### Exercise requirements
A partial copy is required: transcribe exactly the lines from the one containing "If you could locate the floor" through the last line below, without any pictures.

### Provided entries
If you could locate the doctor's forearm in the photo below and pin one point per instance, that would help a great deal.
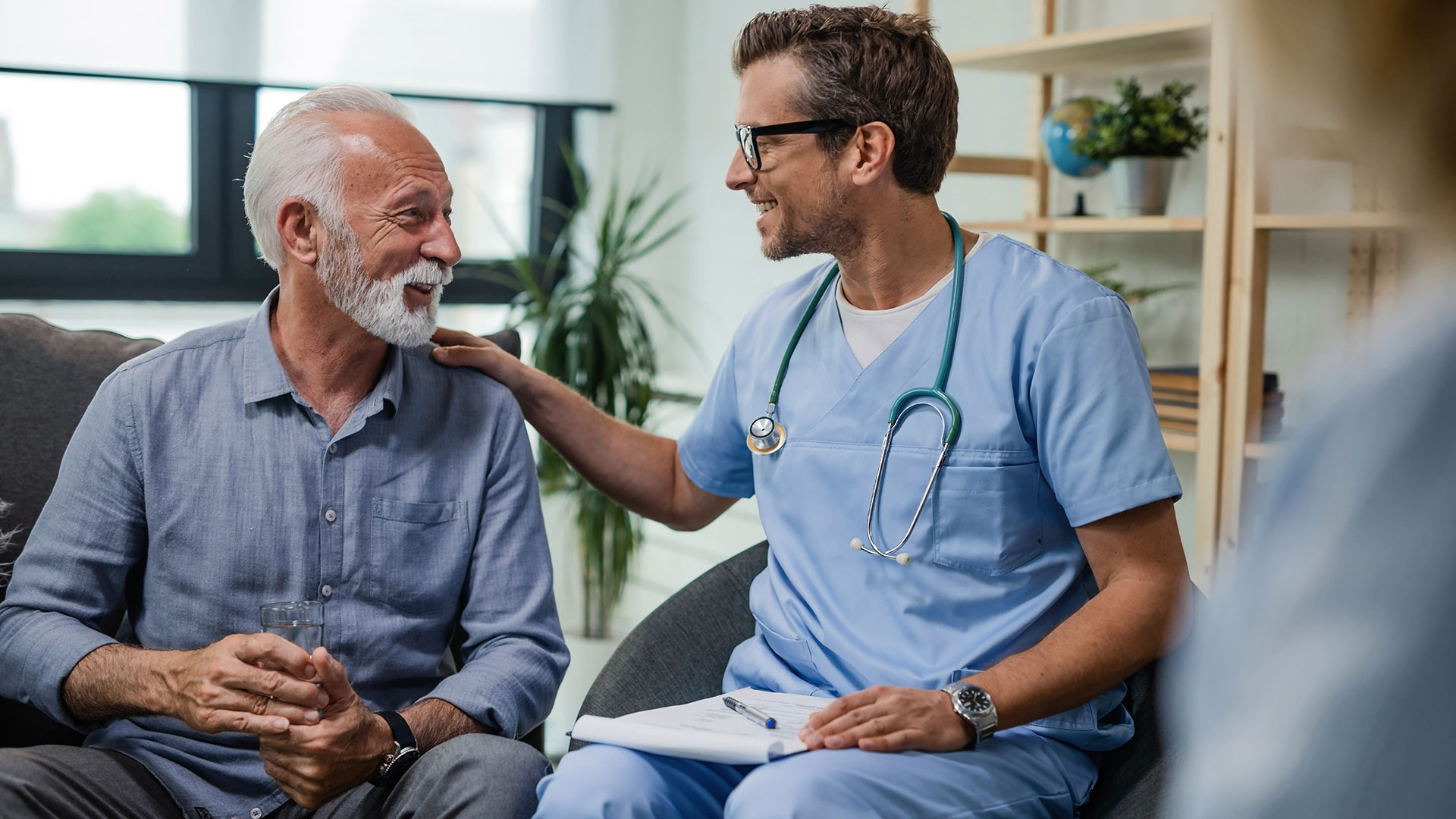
(629, 465)
(1114, 634)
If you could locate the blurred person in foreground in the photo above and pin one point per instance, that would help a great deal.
(1321, 682)
(296, 455)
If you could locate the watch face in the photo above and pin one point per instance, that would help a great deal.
(976, 700)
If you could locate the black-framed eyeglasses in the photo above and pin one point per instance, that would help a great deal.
(748, 134)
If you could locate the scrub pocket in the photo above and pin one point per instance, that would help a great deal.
(987, 518)
(419, 554)
(792, 651)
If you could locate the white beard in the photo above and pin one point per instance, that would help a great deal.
(379, 306)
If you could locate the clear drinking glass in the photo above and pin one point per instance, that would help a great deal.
(299, 623)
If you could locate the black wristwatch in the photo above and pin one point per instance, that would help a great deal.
(974, 706)
(403, 755)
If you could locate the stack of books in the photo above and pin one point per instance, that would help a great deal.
(1175, 397)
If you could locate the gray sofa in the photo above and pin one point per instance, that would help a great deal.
(680, 651)
(47, 379)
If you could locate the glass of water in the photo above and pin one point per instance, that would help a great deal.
(299, 623)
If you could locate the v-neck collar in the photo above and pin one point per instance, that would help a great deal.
(892, 372)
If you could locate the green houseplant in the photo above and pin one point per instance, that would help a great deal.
(1141, 137)
(593, 335)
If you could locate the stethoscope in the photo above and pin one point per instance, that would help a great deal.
(766, 435)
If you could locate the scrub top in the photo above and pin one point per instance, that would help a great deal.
(1057, 430)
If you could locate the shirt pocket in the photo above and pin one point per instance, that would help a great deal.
(987, 519)
(419, 554)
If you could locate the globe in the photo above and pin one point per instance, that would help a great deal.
(1063, 124)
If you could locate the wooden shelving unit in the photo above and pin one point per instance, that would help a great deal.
(1095, 50)
(1375, 229)
(1181, 442)
(1194, 38)
(1263, 449)
(1353, 221)
(1094, 224)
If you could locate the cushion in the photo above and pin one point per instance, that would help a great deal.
(47, 379)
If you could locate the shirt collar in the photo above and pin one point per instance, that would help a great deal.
(264, 376)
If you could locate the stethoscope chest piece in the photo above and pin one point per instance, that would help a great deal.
(764, 436)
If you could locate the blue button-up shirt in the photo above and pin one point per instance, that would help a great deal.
(200, 484)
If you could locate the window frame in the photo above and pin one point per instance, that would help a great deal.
(221, 264)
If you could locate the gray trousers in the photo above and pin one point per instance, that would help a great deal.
(473, 776)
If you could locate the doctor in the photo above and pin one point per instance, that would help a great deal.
(977, 672)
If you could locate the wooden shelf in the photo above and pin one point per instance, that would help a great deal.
(1263, 449)
(1112, 47)
(998, 165)
(1094, 224)
(1181, 442)
(1335, 221)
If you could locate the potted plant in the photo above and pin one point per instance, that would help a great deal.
(593, 335)
(1141, 137)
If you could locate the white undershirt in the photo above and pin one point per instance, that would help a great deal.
(871, 331)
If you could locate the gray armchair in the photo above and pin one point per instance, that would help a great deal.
(47, 379)
(682, 649)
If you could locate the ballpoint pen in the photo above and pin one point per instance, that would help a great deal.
(752, 713)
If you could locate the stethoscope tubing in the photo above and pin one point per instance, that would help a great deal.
(775, 436)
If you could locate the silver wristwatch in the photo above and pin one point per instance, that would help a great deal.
(974, 706)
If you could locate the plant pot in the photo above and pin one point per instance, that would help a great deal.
(1141, 184)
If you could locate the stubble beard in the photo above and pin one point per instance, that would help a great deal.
(379, 305)
(827, 232)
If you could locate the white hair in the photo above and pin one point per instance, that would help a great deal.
(299, 155)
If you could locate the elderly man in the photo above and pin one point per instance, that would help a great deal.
(296, 455)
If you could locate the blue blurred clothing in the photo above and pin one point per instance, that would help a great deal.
(1059, 430)
(200, 484)
(1320, 684)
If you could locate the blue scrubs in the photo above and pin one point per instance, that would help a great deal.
(1059, 430)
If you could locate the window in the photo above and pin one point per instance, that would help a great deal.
(130, 188)
(61, 188)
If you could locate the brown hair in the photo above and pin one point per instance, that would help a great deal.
(867, 64)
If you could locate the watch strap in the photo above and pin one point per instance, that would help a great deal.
(983, 725)
(403, 738)
(405, 752)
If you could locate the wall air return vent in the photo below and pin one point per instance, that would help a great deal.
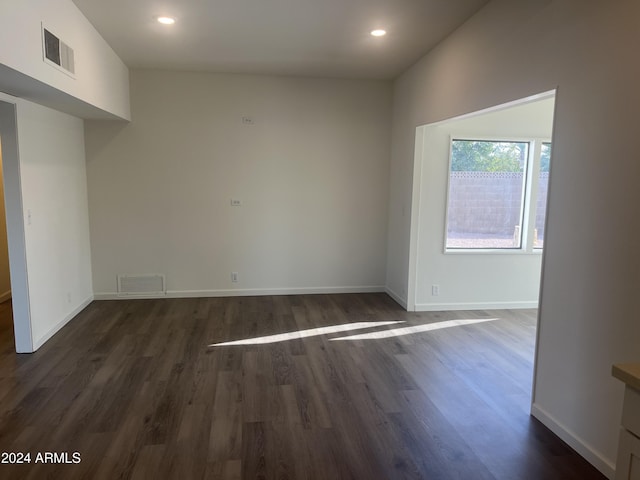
(141, 285)
(57, 53)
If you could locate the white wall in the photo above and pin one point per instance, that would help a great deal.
(588, 315)
(5, 279)
(312, 173)
(471, 280)
(101, 79)
(47, 216)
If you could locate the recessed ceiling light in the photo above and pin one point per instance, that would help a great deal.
(166, 20)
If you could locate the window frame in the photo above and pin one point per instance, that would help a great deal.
(531, 180)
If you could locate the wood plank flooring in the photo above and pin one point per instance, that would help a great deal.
(137, 388)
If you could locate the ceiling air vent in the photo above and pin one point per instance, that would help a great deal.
(57, 53)
(146, 285)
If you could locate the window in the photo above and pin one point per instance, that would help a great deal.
(497, 194)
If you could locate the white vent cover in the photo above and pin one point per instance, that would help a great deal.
(148, 284)
(57, 53)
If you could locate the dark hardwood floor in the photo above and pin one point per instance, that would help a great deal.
(137, 389)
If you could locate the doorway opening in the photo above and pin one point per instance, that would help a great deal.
(478, 223)
(6, 312)
(14, 229)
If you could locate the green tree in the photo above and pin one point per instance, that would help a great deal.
(488, 156)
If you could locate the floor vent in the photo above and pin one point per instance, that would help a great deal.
(57, 53)
(150, 284)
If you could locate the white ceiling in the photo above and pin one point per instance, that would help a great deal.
(292, 37)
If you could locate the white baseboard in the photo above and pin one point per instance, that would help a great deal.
(436, 307)
(605, 466)
(398, 299)
(249, 292)
(37, 343)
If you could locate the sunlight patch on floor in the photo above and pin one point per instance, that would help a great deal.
(312, 332)
(397, 332)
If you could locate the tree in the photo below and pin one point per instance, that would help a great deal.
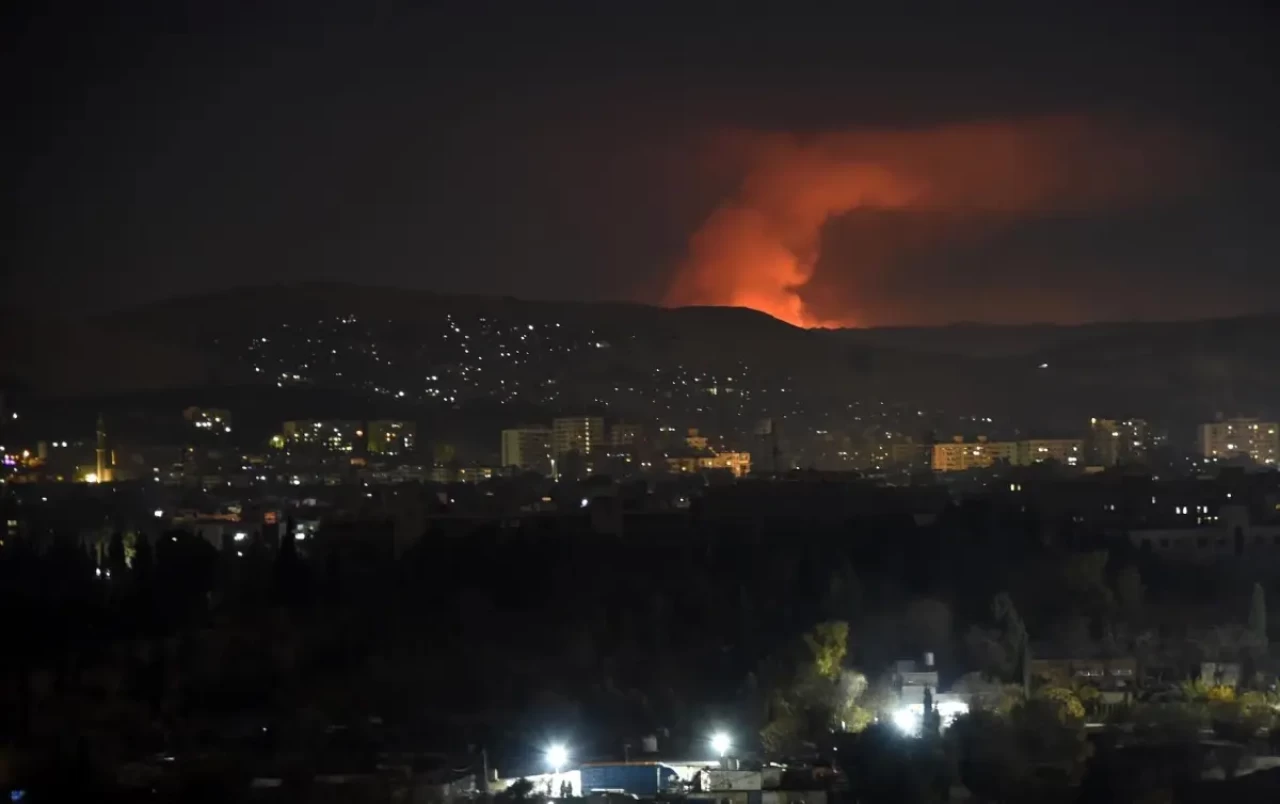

### Exercise result
If you could locate the floor vent in the photo above and pin one point per instance, that would help a great deal.
(57, 53)
(150, 284)
If you could locate the white ceiling in the photo above and pin one point per instance, that would help a great deal.
(292, 37)
If you could locate the white baseboard in the photo above and pin one point per instance, that would help a great deal.
(436, 307)
(605, 466)
(398, 299)
(249, 292)
(37, 343)
If you could locate the sunlight patch on floor in the photo above and pin one point per instance, that would help a great deal.
(312, 332)
(397, 332)
If you could locate the tree in the photo below and pin one point per instance, that would help a great deal.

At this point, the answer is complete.